START DATA EXTRACTS
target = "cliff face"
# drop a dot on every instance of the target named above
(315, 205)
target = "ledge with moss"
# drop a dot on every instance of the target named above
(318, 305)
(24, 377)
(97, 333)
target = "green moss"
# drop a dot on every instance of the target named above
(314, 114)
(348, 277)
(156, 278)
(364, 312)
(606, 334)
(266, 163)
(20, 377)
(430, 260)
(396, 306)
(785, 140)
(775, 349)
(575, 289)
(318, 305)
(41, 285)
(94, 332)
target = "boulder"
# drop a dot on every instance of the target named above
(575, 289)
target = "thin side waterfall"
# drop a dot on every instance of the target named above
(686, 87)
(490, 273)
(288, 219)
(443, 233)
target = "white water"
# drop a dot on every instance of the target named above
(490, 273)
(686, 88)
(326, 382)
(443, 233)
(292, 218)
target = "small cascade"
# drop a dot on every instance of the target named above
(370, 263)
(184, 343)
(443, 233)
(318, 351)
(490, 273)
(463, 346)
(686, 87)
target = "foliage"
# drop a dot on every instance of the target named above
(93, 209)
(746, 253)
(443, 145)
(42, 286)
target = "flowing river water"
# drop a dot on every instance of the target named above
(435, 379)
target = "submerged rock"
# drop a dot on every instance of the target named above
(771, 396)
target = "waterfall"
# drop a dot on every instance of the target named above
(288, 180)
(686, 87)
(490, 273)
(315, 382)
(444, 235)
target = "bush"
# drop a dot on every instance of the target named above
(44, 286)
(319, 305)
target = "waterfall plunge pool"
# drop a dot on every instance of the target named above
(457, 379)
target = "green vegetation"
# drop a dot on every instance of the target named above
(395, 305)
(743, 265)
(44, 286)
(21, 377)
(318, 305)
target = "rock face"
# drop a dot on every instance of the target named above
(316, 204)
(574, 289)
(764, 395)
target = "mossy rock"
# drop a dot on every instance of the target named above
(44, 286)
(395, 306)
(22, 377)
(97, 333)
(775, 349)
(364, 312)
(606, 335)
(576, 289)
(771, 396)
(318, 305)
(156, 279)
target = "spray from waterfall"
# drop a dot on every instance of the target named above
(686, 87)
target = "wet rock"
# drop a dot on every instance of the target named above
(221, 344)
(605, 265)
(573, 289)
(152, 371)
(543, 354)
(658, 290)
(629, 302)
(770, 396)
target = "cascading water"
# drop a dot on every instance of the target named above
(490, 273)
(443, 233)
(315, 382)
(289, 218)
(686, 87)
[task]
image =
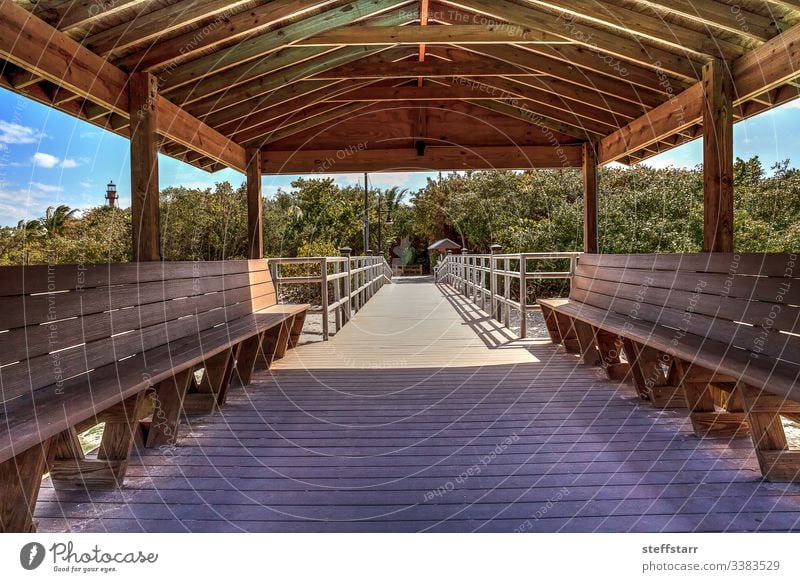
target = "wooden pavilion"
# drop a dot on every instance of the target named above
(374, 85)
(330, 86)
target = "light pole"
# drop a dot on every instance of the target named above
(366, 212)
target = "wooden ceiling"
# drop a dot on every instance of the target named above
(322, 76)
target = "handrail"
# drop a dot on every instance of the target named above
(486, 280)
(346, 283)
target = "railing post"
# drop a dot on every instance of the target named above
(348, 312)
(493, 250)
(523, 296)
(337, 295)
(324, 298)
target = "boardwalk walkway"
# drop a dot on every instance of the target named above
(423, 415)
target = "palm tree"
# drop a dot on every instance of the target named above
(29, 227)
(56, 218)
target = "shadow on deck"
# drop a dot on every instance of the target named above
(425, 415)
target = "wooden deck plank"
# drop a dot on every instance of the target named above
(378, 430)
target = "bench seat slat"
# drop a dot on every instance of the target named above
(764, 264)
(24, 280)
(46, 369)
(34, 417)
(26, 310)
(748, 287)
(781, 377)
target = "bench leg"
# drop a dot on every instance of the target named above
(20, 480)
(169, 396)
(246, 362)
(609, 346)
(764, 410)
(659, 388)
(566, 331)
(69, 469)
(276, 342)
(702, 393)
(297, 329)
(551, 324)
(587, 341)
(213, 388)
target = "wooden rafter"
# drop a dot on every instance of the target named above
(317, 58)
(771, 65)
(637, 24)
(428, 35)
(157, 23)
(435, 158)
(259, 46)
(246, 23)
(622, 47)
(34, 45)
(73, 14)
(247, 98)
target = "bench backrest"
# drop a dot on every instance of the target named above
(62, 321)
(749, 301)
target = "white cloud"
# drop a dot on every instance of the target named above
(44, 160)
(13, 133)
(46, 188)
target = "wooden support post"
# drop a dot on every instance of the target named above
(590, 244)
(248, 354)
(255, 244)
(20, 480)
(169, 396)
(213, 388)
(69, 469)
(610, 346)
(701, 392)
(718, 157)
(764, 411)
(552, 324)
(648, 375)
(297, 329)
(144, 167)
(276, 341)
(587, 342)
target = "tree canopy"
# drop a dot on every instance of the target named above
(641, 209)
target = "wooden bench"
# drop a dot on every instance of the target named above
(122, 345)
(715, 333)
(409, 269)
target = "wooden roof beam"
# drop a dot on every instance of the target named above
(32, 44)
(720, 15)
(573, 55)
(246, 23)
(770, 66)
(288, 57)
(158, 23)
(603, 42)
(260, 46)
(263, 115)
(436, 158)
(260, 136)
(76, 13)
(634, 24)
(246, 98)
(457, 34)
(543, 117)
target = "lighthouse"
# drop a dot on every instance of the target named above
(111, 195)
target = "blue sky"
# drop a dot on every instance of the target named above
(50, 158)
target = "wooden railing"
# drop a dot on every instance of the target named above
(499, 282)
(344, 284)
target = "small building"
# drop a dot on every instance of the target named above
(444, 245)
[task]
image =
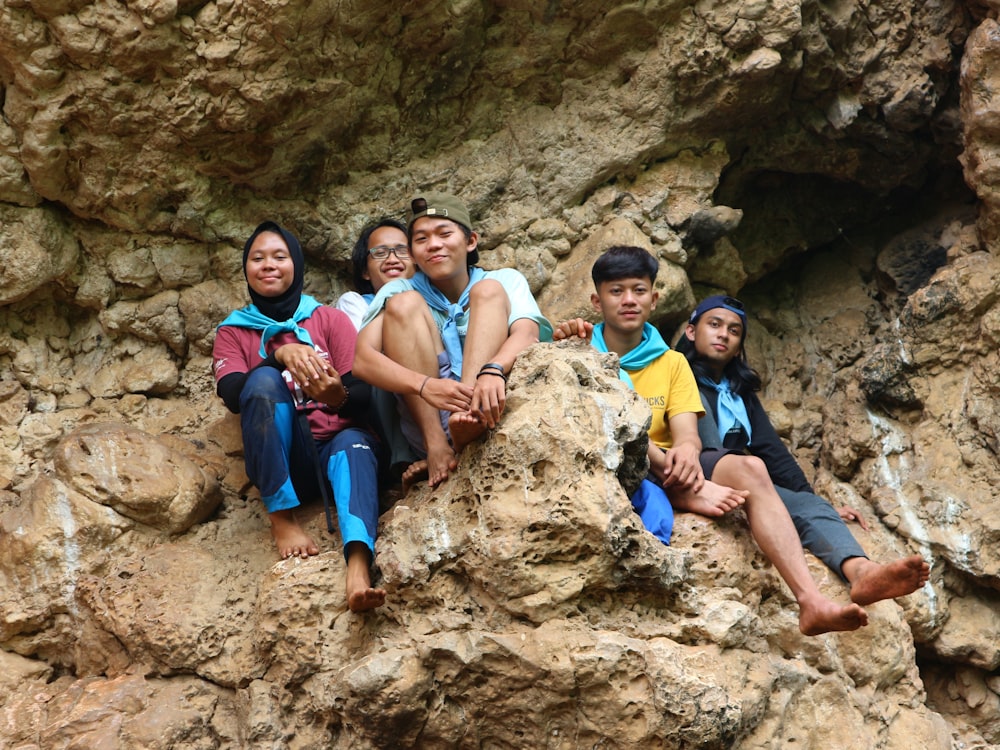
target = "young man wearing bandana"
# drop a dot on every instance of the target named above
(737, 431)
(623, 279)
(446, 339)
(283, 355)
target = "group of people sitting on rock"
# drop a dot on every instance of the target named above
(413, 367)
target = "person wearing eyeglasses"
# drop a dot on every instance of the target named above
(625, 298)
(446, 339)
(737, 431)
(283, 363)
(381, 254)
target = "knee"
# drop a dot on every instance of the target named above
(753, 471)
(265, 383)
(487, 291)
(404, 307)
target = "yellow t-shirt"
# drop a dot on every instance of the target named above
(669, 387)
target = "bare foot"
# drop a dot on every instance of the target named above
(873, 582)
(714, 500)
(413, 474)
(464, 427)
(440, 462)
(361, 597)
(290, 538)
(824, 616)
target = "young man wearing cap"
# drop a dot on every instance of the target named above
END DATA EXTRACTS
# DESCRIPTION OF THE TASK
Output a precise copy of the entries, leaving the images out.

# ANSWER TO THIS EXERCISE
target = "cliff face"
# drop a dot on every instance of the target named above
(315, 205)
target = "ledge with moss"
# drop a dot on every instance of the target named above
(318, 305)
(24, 377)
(97, 333)
target = "green moss"
# drop a dot on every instance of the target named above
(314, 114)
(348, 277)
(156, 278)
(364, 312)
(606, 334)
(266, 163)
(20, 377)
(430, 260)
(396, 306)
(785, 140)
(775, 349)
(575, 289)
(318, 305)
(41, 285)
(94, 332)
target = "boulder"
# drop a dot on every instance of the target named above
(575, 289)
target = "thin side waterfall"
# drop a dot on every instance of the target named above
(686, 87)
(490, 273)
(288, 219)
(443, 233)
target = "white water"
# drop a dot on every instance of the target named above
(490, 273)
(686, 88)
(326, 382)
(443, 233)
(292, 218)
target = "small cascade"
# drop a dot on every instance of the target named above
(370, 263)
(184, 343)
(443, 233)
(318, 351)
(490, 273)
(463, 346)
(686, 87)
target = "foliage"
# drop a dot on every instance of the target named above
(93, 209)
(746, 253)
(443, 145)
(42, 286)
target = "flowing river water"
# drop a dot on every instance of the target named above
(435, 379)
target = "submerged rock"
# drop a dot on every instance of the target named above
(771, 396)
target = "waterfall"
# drop a dot on every instance of the target named above
(288, 180)
(686, 87)
(490, 273)
(315, 382)
(444, 235)
target = "bush"
# drop a dot on every instance of the target named above
(44, 286)
(319, 305)
target = "waterfall plunge pool"
# drop a dot on every instance of the target named above
(457, 379)
target = "green vegetation"
# drop a dot on every instance of the target named above
(395, 305)
(743, 265)
(44, 286)
(21, 377)
(318, 305)
target = "rock face"
# drop a dot on every instance of the target named above
(316, 204)
(574, 289)
(764, 395)
target = "mossy rock"
# drop a dot on every instance of the target named above
(44, 286)
(395, 306)
(22, 377)
(97, 333)
(775, 349)
(364, 312)
(606, 335)
(576, 289)
(771, 396)
(318, 305)
(156, 279)
target = "spray from waterfall"
# drop a dot on every instance of the target named above
(686, 87)
target = "wet rock"
# drop a dot on every instance of the target named above
(221, 344)
(605, 265)
(573, 289)
(152, 371)
(543, 354)
(658, 290)
(629, 302)
(770, 396)
target = "cascading water"
# drop a dot on every instance of the target named above
(490, 273)
(443, 233)
(315, 382)
(289, 218)
(686, 87)
[task]
image =
target = "wooden pavilion"
# drop a dot on every instance of the target named above
(374, 85)
(330, 86)
target = "light pole"
# drop a dot on every instance of the target named above
(366, 212)
target = "wooden ceiling"
# drop a dot on every instance of the target named above
(322, 76)
target = "handrail"
# drop a dot on every instance of the target named above
(486, 280)
(346, 283)
target = "railing post"
# drop a dot on every instance of the target named above
(348, 312)
(493, 250)
(523, 296)
(337, 295)
(324, 298)
target = "boardwalk walkway"
# drop a dot on every instance of the target named above
(423, 415)
target = "palm tree"
# drop a dot on every instance of the target named above
(29, 227)
(56, 218)
target = "shadow on deck"
# drop a dot on every instance of the target named above
(425, 415)
target = "wooden deck plank"
# drop a dot on every instance of the target named above
(378, 430)
target = "bench seat slat"
# drop a dot on every instance of the target named above
(764, 264)
(24, 280)
(46, 369)
(34, 417)
(26, 310)
(748, 287)
(781, 377)
target = "bench leg"
# drop a dot on every instance of the target named above
(20, 480)
(169, 396)
(246, 362)
(609, 346)
(764, 410)
(659, 388)
(566, 331)
(69, 469)
(276, 342)
(702, 393)
(297, 329)
(551, 324)
(587, 341)
(213, 388)
target = "wooden rafter"
# drop a dot on every instance of the target named above
(317, 58)
(771, 65)
(637, 24)
(428, 35)
(157, 23)
(435, 158)
(259, 46)
(246, 23)
(622, 47)
(34, 45)
(73, 14)
(247, 98)
target = "bench backrest"
# drop a dot on every instance of the target named above
(62, 321)
(749, 301)
target = "white cloud"
# drop a dot on every instance of the target named above
(44, 160)
(13, 133)
(46, 188)
target = "wooden support post"
# drop a dot on every instance of the target named above
(590, 244)
(248, 354)
(255, 244)
(20, 480)
(169, 396)
(213, 388)
(69, 469)
(610, 346)
(701, 392)
(718, 157)
(764, 411)
(552, 324)
(648, 375)
(297, 329)
(144, 167)
(276, 341)
(587, 342)
target = "tree canopy"
# drop a dot on every instance of the target named above
(641, 209)
target = "wooden bench"
# drop a dot on every instance of the target named above
(122, 345)
(715, 333)
(409, 269)
target = "wooden roof beam"
# drop a dot on every instance of the target named above
(32, 44)
(720, 15)
(573, 55)
(246, 23)
(770, 66)
(288, 57)
(158, 23)
(603, 42)
(260, 46)
(263, 115)
(436, 158)
(260, 136)
(76, 13)
(634, 24)
(246, 98)
(457, 34)
(543, 117)
target = "lighthouse"
# drop a dot on every instance of the target named above
(111, 195)
target = "blue sky"
# drop a dot on every instance of the target named above
(50, 158)
target = "wooden railing"
# drop a dot on every instance of the target named above
(499, 282)
(344, 284)
target = "small building"
# drop a dot on every instance of the target named above
(444, 245)
[task]
image =
target = "young man wearing bandana"
# drop a dot on every instance of the target named above
(737, 431)
(623, 279)
(446, 339)
(283, 355)
target = "group of people sitting on rock"
# drop a dot on every instance of the target named above
(413, 367)
target = "person wearing eyeglasses"
# drop a dot on every instance of the target named above
(625, 298)
(446, 339)
(737, 431)
(283, 363)
(381, 254)
target = "knee"
# drop a dot on every instance of the target named above
(753, 471)
(265, 383)
(487, 291)
(404, 307)
target = "yellow t-shirt"
# drop a dot on every instance of the target named above
(669, 387)
target = "bare foot"
# drop a dot on every instance of the target named above
(873, 582)
(714, 500)
(413, 474)
(464, 427)
(440, 462)
(361, 597)
(290, 538)
(824, 616)
target = "young man wearing cap"
# drop a dot on every instance of the target named above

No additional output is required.